(Data records)
## start
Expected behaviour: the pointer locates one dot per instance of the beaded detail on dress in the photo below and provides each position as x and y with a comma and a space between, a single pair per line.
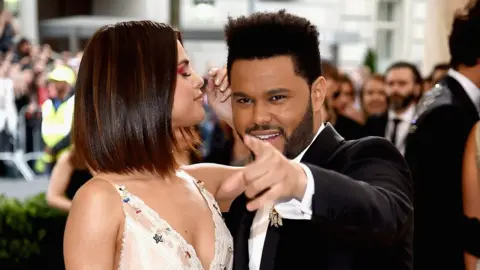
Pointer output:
149, 242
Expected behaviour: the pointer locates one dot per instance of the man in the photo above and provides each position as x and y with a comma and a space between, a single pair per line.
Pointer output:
403, 84
57, 116
434, 151
339, 204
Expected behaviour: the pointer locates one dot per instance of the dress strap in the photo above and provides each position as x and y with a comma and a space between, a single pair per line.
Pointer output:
122, 191
477, 142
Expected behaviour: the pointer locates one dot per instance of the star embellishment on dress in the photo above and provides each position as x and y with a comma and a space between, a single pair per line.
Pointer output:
275, 218
158, 238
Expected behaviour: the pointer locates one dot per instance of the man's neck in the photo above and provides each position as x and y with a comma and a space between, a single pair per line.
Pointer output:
472, 73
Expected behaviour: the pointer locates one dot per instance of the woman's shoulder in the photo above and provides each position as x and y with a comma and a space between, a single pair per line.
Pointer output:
207, 171
212, 175
98, 197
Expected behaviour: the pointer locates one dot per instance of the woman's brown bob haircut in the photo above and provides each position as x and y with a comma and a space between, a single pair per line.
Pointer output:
124, 99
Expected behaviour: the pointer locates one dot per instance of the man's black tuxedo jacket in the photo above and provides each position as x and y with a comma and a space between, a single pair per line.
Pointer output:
434, 152
362, 212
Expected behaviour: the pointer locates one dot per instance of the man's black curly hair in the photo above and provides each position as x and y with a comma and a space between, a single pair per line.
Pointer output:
268, 34
464, 40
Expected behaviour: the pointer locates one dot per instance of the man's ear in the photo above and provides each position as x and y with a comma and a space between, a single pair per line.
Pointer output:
318, 92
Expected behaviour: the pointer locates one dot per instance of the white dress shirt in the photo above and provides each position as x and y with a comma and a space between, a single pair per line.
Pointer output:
292, 209
402, 129
470, 88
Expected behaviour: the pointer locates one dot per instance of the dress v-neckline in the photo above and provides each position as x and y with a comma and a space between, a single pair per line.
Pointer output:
192, 253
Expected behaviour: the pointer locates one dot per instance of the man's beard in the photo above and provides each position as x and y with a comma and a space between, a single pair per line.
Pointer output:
301, 136
398, 102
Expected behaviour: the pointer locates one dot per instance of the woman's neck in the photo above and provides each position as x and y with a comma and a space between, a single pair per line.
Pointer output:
183, 158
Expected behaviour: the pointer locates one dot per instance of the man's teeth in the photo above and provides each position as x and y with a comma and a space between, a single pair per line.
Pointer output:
267, 137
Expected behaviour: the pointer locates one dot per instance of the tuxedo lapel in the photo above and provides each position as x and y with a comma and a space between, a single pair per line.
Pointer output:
270, 248
319, 153
241, 258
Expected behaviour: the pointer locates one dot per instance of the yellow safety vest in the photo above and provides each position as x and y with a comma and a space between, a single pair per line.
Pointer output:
56, 124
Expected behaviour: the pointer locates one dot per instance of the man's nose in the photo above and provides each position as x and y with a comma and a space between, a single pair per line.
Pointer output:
261, 114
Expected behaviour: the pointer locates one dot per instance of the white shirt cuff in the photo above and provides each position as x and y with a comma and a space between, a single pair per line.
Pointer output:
306, 203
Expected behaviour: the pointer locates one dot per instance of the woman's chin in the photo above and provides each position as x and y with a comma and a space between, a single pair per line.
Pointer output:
190, 119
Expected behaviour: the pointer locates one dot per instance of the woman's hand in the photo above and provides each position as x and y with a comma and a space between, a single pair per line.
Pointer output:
218, 94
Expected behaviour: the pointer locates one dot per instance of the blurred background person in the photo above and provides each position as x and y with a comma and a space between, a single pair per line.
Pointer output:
373, 96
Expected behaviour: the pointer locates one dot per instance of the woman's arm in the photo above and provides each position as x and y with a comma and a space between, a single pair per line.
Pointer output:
93, 227
471, 188
59, 182
213, 175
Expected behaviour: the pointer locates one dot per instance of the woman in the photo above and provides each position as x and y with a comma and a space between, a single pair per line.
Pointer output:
471, 184
188, 147
135, 87
68, 175
373, 97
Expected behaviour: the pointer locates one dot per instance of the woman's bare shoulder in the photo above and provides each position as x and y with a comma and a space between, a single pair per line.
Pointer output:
212, 175
206, 171
97, 196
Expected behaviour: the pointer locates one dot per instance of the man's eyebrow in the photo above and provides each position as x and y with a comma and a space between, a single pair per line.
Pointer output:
277, 91
239, 94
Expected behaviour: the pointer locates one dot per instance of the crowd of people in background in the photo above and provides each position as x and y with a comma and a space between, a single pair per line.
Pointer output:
32, 76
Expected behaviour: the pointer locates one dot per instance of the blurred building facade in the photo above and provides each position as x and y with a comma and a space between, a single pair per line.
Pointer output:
393, 28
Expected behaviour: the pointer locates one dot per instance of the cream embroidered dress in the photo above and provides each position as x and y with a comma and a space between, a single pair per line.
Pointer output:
149, 242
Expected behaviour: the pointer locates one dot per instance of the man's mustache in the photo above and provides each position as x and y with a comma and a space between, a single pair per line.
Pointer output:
265, 127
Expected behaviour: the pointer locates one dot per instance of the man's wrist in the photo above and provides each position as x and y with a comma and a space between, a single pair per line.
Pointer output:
300, 183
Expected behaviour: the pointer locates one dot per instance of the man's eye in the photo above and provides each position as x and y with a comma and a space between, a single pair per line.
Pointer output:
277, 97
244, 100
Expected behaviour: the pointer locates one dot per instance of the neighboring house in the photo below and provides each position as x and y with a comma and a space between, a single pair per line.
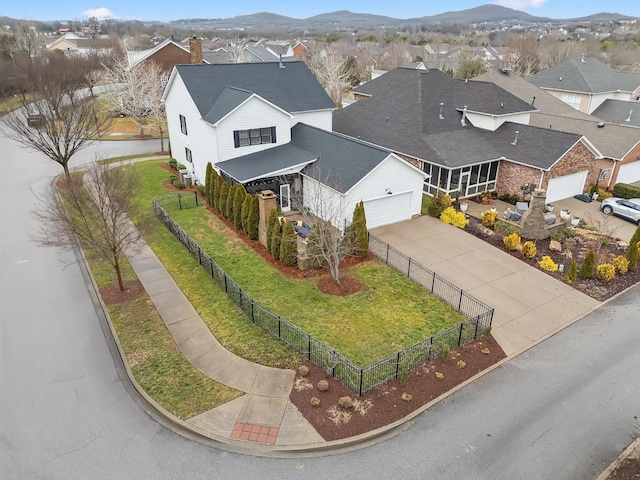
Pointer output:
267, 126
618, 147
467, 136
586, 83
619, 112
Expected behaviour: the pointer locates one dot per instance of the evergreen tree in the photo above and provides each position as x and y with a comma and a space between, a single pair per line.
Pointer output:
588, 266
254, 218
238, 198
245, 210
276, 239
288, 245
632, 256
271, 224
222, 199
207, 182
360, 233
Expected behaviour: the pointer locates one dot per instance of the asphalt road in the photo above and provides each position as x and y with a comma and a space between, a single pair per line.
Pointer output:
563, 410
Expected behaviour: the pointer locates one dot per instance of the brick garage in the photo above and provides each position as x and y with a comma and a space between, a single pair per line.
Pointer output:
512, 175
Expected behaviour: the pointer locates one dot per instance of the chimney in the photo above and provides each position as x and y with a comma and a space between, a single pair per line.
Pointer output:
195, 48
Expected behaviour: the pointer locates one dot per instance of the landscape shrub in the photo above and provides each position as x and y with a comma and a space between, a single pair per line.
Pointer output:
529, 249
438, 204
624, 190
452, 217
572, 272
588, 266
548, 264
606, 272
489, 218
621, 264
632, 256
512, 241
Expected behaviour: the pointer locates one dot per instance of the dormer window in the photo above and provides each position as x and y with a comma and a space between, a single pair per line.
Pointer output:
255, 136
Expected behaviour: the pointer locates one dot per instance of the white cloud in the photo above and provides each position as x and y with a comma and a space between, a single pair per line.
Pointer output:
100, 13
521, 4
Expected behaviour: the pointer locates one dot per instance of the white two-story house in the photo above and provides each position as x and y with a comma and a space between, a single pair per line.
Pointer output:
267, 126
## end
Problem details:
Quote every record above exactly, leaving out the pictures.

Output of the exercise:
Expected behaviour: the pointer locates one dot per instance of the beaded detail on dress in the photo below and provides each position as x and y with a comma and a space between, a single pair per line.
Pointer output:
149, 242
Expected behaviour: the pointer locates one dot per instance of the man in the photo above and provides each position as x and y with a comma and a space between, a single pair per line.
Pointer output:
403, 84
57, 116
434, 151
339, 204
Expected behaviour: the pointer locates one dot per instance of the dress strap in the photo above and provides each position as x and y with a comma and a space between, a single pair per line.
Pointer output:
122, 191
477, 142
Expected behaviour: the pointer locates one dot per instance of the star embellishment on dress in the photo above and provides each position as x and y with a comma and a space between, a single pair per line.
Pointer output:
275, 218
158, 238
Expected behaviour: the pointer locates one dot per instance of the man's neck in the photo above and provides each position as x and y with a comma and a space between, a single pair per line.
Pointer output:
472, 73
Expected behaviour: the pointer locates one dot per instance of the woman's shoulder in the photo above and provides each position as x and y with a comma and a space between, a single pair per line.
Pointer output:
207, 171
212, 175
98, 197
Expected behaviour: the pointer locates one dot per instance of the woman's brown bob haircut in the photo above and provides each position as x and y with a comma and a space between, a single pair per line.
Pointer output:
124, 99
Expected behaviour: the pointer locates one dot per instance of the man's black tuxedo jacket in the photo above and provides each position as x and y with a comma and a space between, a single pair per line.
Pointer output:
434, 152
362, 212
Expected behaviour: the pointer locates one dot per instance of the man's black curly hair in the photo above and provides each position as x and y with a comma and a space between, a single pair per line.
Pointer output:
268, 34
464, 40
Expected behaviour: the pointer locates one dot per instance of the man's ear in the photo above and provides each position as x and y with a comma and a space between, a single pair per line.
Pointer output:
318, 92
Expected behaviour: the pointer locates one dot per instance of the white dress shirt in the photo above and provides each position as x and y with a comma and a space between, a single pair per line.
Pointer output:
292, 209
402, 129
470, 88
Expected behaviour: the pointer locates one dot per instance of the dress v-neckline in the photo above and provides each position as x and y with a comma and a space between, a single pair per line.
Pointer output:
192, 253
Expected behaviour: the pointer locates one dot per instance of the man's beard in the photo above and provides each position as x and y with a comma and a space between, a single pair per line.
Pointer output:
301, 136
398, 102
Expected behaviour: the pointer locates one dot per instance of the woman's neck in the photo above and provides each position as x and y with a comma and a space between, a single pair per line.
Pointer output:
183, 158
Expected behaviour: the pointer locates one dot per instance of the man's teeth in the photo above and provides each position as x and y with a comma and a space between, a single pair per line.
Pointer output:
267, 137
Expected behaviour: the pointer locates one dot per instance of the tuxedo lapel in the photo above and provides each position as x and y with a comma and a space between, a single pair per line.
Pointer output:
270, 248
319, 153
241, 258
Expected behaviour: the pointer locates one dot per instance of the yellow safety vest in the photo above and provides each position as x and y with a comma and a space between, a single pair per line.
Pointer output:
56, 124
Expected behaviour: the pointer locates one dot per instance of the man's nose in the photo above and provides each position as x and y with a comma and a space between, a single pair per line.
Pointer output:
261, 114
Expected behaviour: the pointer locates one dot per instance of the white shirt cuff in the photo above and provides each position as x and y with a comma and a space between, a single pair per line.
Pointer output:
306, 203
Expected behaviour: the pointer locates one dot per instance of the woman's chin in the photo above and provides each position as x and y with a comma and a space between, a single pair per line.
Pointer output:
190, 119
Expected behaviour: the pointer locates one dot per instance of the woman's hand in the photo above and provides each position as x and y with a comma and a space between, a single pair per line.
Pointer output:
218, 94
Expected behaviour: the pointer locates one dot per instance of the blurred background person in the photo above and provides each position as x and y with a comma and a space between, a single pair per line.
Pointer output:
373, 96
Expected behaviour: the pointer locates one dot per instance of the woman's arm in the photo above and provides each position as x and y with a comma and a space between, a single pair per line.
Pointer output:
93, 227
471, 188
59, 182
213, 175
Expected behaviour: the pointer locates one dot per instance of the woman in the photo above and provides each position as x and y with a comma and a space between, a single pair per line.
Pointer output:
471, 184
188, 147
135, 87
68, 175
373, 97
Expected behaviour: the pointer locates one dot per instance of the woman's bare shoulder in the photo above and provides each position as x and y with a comma and a space between, a single pair per line.
Pointer output:
212, 175
206, 171
97, 196
Expected behaviour: the pointer locates one dot per instance of the man's eyebrow in the photo above and provides each position as x and y with a comma and a space between, a single pair per line.
Pointer output:
277, 91
239, 94
Expected behaviour: the pointer locates one dot per instance of the crowd of people in background in the photo above and provides each position as x and y with a comma and a space between, a single pair per line.
Pointer output:
32, 76
Expected behaviour: the pointer locates one dot per instance of the blurred building facade in the photo above and provides each position as x and y with a comma and a space between, a single pair per line.
Pointer output:
393, 28
Expected behaviour: the pointer locates one dot per instance of the cream embroidered dress in the photo above and provides each position as x and y with a comma and a space between, a single pair per line.
Pointer output:
149, 242
Expected behaviour: the pointer locates one dot per instance of the man's mustache in the photo above and provides each position as x and y with a comma and a space between, a single pair per line.
Pointer output:
265, 127
Expected behaviour: the pointer locates one dot per instance of the man's wrist in the photo above and provides each position as x and y with a comma and a space between, a single pair per line.
Pointer output:
300, 183
Expected behaviour: the pointer locates one dot per instance of the man's eye in the photo above and provides each position as x and y with a comma and a space between, a single pair per line.
Pointer output:
277, 97
244, 100
Expected behaviour: the pointer locates one dot per instance of the neighboring house in the photo below and provides each position as x and y with a comma and a space between, a single pair per line.
Pointer output:
267, 126
618, 147
467, 136
586, 83
619, 112
Expected behaviour: the pointer locates one dot per instance of the evergreen tree in the photo above and provides each position as x and y with a comma and a space between, a single pair per line.
Pointer output:
588, 266
254, 218
238, 198
245, 210
276, 239
288, 245
632, 256
271, 224
222, 199
207, 182
360, 233
Expected behaviour: the pointer locates one dot per instance of the asphalt road in the photo above and provides each position as x and y with a comma and a space between, a single pair per line.
Pointer output:
563, 410
Expected behaviour: the pointer locates one dot per instance of the brick garage in the photo above and provides each position as x and y with a comma and a space between, a single pair per line.
Pointer output:
512, 175
Expected behaviour: the pointer locates one dot per instance of the chimney in the photo above and provides each position as x and y with a comma and a space between, a single pair per line.
Pointer output:
195, 48
Expected behaviour: the pointer locates one dot per instance of the landscape shrub in the photo above and provides each position as x and y with a comma and a space between, a single pair per line.
Pointer output:
529, 249
438, 204
624, 190
452, 217
572, 272
588, 266
548, 264
606, 272
489, 218
621, 264
632, 256
512, 241
Expected behaviour: the pointer locates one dot per instance of the dormer window in the photo above and provides each position as x and y with a comma and a space between, a single pair per line.
Pointer output:
255, 136
Expected behaviour: the pointer locates one dot per instance of the white cloud in the photo above and provides each position as x and y with a comma and a space between, a single pair per line.
Pointer output:
100, 13
521, 4
Expected behaviour: the pointer locates one dot per instance of the white two-story house in the photo above and provides each position as x and y with a comma and a space between, a single pair per line.
Pointer output:
267, 126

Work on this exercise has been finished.